Data supplied:
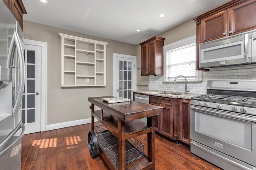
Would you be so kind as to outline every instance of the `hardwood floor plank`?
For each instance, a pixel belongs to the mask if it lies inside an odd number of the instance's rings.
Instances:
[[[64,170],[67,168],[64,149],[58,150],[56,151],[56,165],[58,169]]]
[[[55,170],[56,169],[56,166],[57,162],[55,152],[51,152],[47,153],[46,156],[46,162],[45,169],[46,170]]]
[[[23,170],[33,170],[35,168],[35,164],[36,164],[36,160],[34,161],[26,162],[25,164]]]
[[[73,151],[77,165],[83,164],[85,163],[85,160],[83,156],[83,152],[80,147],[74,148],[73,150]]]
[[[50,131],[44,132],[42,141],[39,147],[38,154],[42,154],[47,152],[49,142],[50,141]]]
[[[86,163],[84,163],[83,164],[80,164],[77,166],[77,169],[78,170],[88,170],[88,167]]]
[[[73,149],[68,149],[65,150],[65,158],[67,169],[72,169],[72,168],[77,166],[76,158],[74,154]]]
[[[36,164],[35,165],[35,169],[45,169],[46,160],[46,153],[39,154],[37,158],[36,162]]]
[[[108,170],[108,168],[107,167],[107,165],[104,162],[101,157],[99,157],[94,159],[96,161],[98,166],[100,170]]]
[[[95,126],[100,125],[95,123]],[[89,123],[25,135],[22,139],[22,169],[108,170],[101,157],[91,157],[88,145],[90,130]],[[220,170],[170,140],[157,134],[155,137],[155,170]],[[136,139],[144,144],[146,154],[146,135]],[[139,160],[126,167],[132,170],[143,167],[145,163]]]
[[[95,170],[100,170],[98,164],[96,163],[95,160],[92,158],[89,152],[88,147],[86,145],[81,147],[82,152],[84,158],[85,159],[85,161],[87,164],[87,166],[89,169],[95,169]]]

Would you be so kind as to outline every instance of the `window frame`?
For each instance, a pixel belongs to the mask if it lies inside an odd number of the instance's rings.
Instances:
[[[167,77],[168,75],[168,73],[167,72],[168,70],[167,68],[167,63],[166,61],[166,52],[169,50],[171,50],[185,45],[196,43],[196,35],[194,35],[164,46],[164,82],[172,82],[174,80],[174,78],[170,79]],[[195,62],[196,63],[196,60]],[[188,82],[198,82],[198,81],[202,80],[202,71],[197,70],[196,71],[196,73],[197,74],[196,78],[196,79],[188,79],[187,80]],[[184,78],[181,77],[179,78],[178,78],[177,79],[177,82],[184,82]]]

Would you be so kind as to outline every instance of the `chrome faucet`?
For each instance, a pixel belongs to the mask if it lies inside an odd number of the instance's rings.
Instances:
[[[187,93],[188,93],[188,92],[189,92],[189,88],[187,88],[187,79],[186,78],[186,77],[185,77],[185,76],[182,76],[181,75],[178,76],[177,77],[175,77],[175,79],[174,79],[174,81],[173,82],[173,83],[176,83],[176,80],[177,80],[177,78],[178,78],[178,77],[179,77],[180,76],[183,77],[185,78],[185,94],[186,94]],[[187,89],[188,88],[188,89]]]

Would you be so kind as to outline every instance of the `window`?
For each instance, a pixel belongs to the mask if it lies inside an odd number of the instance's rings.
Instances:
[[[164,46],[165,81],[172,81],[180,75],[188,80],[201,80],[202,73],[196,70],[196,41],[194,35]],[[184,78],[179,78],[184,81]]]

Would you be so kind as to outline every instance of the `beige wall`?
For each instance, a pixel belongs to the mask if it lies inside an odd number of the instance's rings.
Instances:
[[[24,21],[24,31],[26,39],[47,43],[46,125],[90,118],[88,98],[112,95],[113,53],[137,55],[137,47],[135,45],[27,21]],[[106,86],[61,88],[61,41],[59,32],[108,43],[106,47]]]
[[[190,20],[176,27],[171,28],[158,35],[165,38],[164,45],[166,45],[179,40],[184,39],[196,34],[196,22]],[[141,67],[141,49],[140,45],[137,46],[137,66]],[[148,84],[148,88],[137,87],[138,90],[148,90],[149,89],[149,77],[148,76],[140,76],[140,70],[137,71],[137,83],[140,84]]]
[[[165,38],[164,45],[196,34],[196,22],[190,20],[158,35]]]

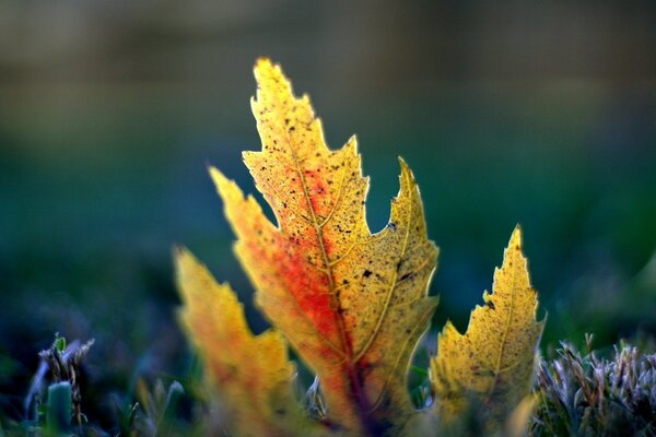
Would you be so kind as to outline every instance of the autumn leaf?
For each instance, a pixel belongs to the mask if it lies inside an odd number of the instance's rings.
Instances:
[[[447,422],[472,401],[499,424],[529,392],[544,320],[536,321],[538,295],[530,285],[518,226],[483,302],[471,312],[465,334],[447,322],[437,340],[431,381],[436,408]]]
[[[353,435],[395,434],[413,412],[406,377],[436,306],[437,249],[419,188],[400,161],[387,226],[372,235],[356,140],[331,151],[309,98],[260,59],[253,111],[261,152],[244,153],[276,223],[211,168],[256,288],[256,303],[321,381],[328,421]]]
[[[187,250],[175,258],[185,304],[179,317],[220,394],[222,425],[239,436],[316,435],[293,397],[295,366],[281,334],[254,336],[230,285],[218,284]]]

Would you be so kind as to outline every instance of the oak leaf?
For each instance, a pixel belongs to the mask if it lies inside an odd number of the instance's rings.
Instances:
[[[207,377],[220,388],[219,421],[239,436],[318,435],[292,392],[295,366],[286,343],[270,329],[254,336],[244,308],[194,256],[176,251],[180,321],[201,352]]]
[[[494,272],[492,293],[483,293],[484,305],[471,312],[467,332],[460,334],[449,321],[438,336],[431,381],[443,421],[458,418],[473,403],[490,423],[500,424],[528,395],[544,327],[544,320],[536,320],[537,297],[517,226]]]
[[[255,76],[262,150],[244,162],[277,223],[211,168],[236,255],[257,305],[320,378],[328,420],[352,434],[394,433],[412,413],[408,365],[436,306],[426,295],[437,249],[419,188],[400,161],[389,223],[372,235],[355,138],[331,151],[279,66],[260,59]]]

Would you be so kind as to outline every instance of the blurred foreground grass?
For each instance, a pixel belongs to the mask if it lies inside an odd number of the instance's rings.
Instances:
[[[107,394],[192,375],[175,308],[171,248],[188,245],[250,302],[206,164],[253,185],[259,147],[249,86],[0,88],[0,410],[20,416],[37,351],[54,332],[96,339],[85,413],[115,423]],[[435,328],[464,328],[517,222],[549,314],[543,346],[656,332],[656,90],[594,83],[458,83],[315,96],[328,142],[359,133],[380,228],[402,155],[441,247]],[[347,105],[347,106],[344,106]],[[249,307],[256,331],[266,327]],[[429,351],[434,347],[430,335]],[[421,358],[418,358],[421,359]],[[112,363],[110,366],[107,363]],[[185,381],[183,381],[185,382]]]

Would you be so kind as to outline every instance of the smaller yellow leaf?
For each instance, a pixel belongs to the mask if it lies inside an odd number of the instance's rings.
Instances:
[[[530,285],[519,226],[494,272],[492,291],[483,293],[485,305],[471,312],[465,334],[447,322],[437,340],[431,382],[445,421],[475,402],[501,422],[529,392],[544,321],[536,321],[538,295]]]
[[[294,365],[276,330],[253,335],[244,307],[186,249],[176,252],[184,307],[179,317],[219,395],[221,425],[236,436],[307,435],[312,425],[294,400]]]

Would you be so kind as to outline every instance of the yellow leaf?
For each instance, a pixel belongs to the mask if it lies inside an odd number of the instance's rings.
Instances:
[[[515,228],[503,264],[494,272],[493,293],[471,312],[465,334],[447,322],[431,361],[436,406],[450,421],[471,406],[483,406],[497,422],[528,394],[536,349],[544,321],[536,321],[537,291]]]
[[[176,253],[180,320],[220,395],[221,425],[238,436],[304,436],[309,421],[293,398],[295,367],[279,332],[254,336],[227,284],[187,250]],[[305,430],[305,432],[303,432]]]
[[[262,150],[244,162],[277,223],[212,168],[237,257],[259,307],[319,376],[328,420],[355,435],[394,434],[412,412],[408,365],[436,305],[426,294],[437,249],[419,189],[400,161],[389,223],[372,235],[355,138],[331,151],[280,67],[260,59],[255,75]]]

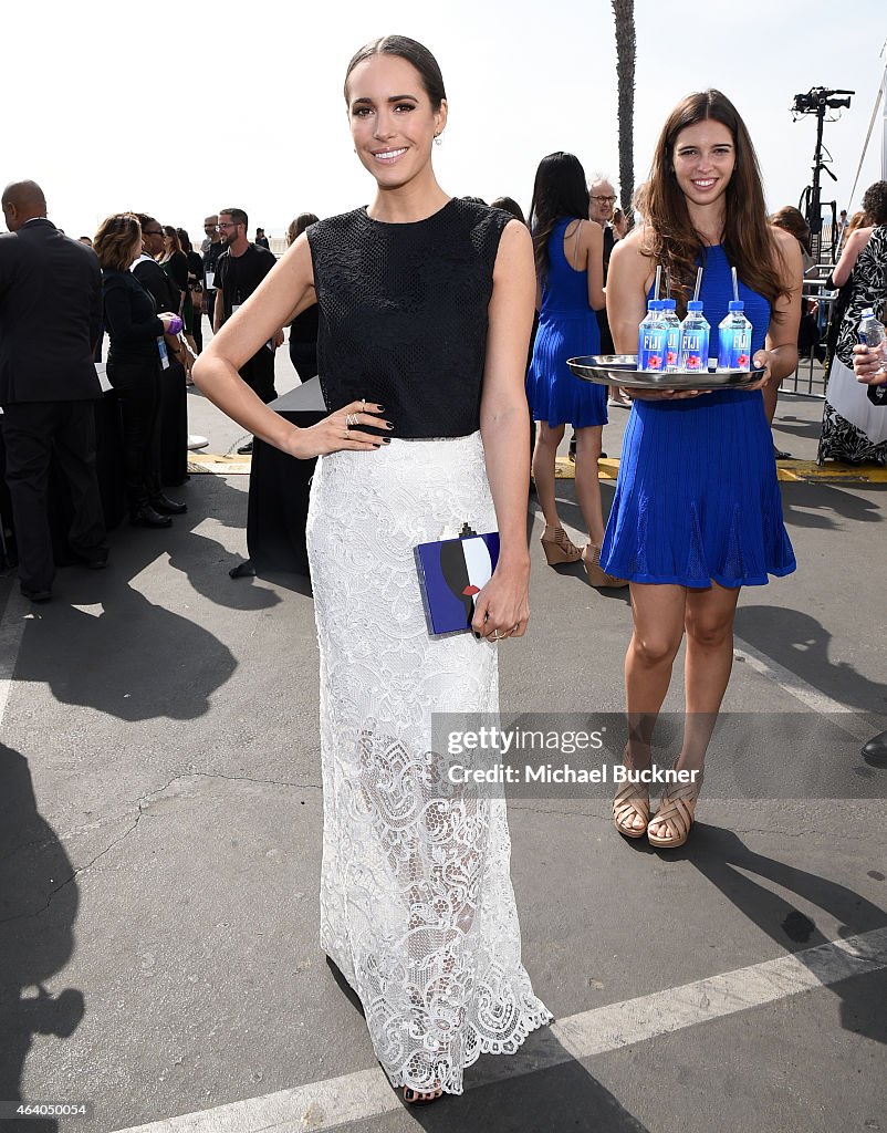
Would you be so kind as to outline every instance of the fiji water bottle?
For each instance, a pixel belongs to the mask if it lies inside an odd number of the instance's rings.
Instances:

Written problem: Rewrite the records as a numbered list, one entry per line, from the line containing "smaller yellow leaf?" through the end of the records, both ends included. Skip blank lines and leave out the pictures.

Solution for this task:
1. Would you be so kind as to outline every instance of the smaller yellow leaf?
2. For each instance, a pixel belongs to the mask if it lies inside an odd number of the instance's rings.
3. Instances:
4. [[[530,285],[519,226],[494,272],[492,291],[483,293],[485,305],[471,312],[465,334],[447,322],[437,340],[431,382],[445,421],[475,402],[501,422],[529,392],[544,321],[536,321],[538,295]]]
5. [[[294,365],[276,330],[253,335],[244,307],[186,249],[176,252],[184,307],[179,317],[219,395],[221,425],[236,436],[307,435],[312,425],[294,400]]]
6. Would you be so kind as to outline every instance of the yellow leaf?
7. For each instance, a pixel belongs to the mask if it lies inside an odd number of the instance's rings.
8. Instances:
9. [[[515,228],[503,264],[494,272],[493,293],[471,312],[465,334],[447,322],[431,361],[436,406],[450,421],[471,406],[483,406],[497,422],[528,394],[536,349],[544,321],[536,321],[537,291]]]
10. [[[176,253],[180,320],[220,395],[221,425],[238,436],[304,436],[309,421],[293,398],[295,367],[279,332],[254,336],[227,284],[187,250]],[[305,430],[305,432],[303,432]]]
11. [[[262,150],[244,162],[277,223],[212,168],[237,257],[259,307],[319,376],[328,420],[355,435],[394,434],[412,412],[408,365],[436,305],[426,294],[437,249],[419,189],[400,161],[389,223],[372,235],[355,138],[331,151],[280,67],[260,59],[255,75]]]
12. Would you be so kind as to outline every instance of the fiji water bottle?
13. For each instance, a pixel belongs to the mask if it lies inside an odd number of the instance's rings.
14. Instances:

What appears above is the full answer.